_WHAT YOU NEED TO DO:_ Which lines in the entries below contain the word "rugby"? Collect every one of them, treating uppercase and lowercase letters as different.

_RECORDS FOR PROCESSING:_
....................

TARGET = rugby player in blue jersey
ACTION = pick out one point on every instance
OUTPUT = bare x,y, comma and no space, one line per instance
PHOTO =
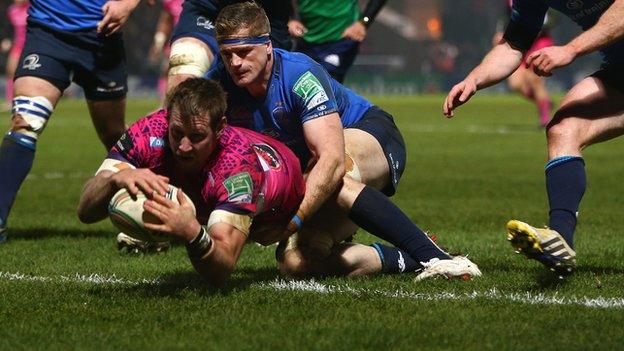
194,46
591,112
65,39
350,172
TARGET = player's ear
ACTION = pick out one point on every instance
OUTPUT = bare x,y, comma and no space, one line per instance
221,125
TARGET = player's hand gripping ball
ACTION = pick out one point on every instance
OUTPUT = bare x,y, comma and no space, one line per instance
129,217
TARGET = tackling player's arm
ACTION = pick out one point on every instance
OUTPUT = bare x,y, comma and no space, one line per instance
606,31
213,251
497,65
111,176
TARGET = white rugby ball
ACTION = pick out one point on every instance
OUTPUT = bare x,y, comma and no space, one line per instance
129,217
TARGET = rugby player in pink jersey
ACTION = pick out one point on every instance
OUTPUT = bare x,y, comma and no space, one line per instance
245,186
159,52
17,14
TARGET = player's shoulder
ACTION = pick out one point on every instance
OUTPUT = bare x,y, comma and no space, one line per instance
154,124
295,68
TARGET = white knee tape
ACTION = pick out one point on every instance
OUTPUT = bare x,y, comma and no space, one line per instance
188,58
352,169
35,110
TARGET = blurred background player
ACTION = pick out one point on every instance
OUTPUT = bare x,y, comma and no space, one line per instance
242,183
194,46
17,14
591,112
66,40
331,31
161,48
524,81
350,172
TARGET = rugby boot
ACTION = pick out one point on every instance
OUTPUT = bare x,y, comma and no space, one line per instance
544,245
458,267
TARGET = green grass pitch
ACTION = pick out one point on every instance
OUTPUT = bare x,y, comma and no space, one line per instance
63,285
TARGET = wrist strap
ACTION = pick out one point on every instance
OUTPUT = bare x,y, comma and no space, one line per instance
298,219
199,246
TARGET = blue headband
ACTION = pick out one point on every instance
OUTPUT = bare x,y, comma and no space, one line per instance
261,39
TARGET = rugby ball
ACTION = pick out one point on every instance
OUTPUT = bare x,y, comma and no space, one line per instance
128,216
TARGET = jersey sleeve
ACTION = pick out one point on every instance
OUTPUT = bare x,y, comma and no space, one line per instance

....................

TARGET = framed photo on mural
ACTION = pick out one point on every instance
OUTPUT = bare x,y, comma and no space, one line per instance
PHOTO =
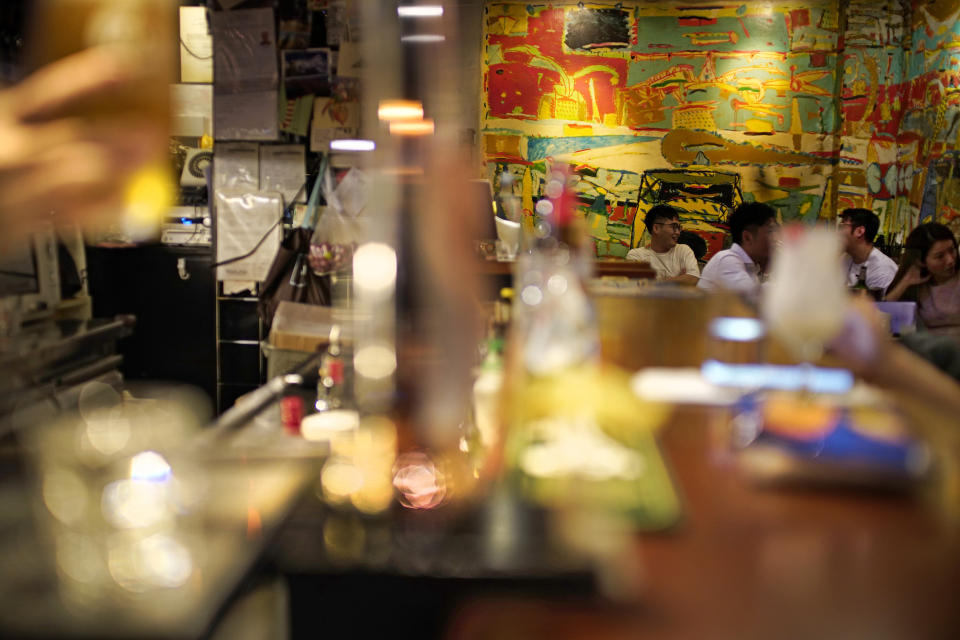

....................

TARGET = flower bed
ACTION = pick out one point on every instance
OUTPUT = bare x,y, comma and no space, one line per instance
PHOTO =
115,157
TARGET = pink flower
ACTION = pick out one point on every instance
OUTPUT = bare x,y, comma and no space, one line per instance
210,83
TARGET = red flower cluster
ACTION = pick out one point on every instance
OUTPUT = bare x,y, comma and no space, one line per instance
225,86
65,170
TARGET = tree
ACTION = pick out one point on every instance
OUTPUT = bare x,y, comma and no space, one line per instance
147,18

....................

_FINISHED ANSWER:_
TARGET = rugby player in blue jersey
TARGET = white rugby ball
TARGET = rugby player in pink jersey
TARGET = rugby boot
TARGET = rugby ball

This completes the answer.